- Extracted data entries:
■ ■ ■ ■ ■
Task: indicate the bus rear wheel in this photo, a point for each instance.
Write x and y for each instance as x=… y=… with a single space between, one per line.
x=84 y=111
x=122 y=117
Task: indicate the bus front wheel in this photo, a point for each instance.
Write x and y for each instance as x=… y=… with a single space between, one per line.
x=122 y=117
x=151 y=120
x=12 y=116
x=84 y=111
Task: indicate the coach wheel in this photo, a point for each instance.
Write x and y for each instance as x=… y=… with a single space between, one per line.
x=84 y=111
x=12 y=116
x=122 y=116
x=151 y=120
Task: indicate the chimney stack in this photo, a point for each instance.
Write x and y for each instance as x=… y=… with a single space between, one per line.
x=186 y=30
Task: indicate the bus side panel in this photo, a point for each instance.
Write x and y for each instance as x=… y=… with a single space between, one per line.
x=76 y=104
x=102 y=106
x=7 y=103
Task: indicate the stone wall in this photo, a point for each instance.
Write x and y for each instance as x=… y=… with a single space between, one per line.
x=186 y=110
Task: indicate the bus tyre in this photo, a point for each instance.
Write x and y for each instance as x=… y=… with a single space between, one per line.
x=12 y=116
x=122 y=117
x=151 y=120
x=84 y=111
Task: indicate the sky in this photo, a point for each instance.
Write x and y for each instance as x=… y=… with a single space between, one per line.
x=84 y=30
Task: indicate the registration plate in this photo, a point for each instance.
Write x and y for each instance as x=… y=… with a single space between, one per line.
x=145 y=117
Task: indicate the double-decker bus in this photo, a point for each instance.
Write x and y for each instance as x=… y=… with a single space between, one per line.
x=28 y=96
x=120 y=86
■ ■ ■ ■ ■
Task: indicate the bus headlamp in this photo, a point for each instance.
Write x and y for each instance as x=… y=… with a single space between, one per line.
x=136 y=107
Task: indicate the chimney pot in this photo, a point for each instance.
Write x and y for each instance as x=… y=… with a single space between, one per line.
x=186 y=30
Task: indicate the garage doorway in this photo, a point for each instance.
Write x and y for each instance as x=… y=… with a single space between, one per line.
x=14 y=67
■ ■ ■ ■ ■
- YOUR GOAL: In the entries above, find the line holding "Task: indicate the bus rear" and the line holding "Task: indicate the bus front"; print both of them and every line between, exactly, and nothing else.

- ANSWER TO THE EXERCISE:
Task: indicate the bus rear wheel in this photo, a point for each instance.
Write x and y for each instance as x=… y=… with a single space between, one per line.
x=84 y=111
x=122 y=117
Task: indicate the bus front wheel in this photo, a point for each instance.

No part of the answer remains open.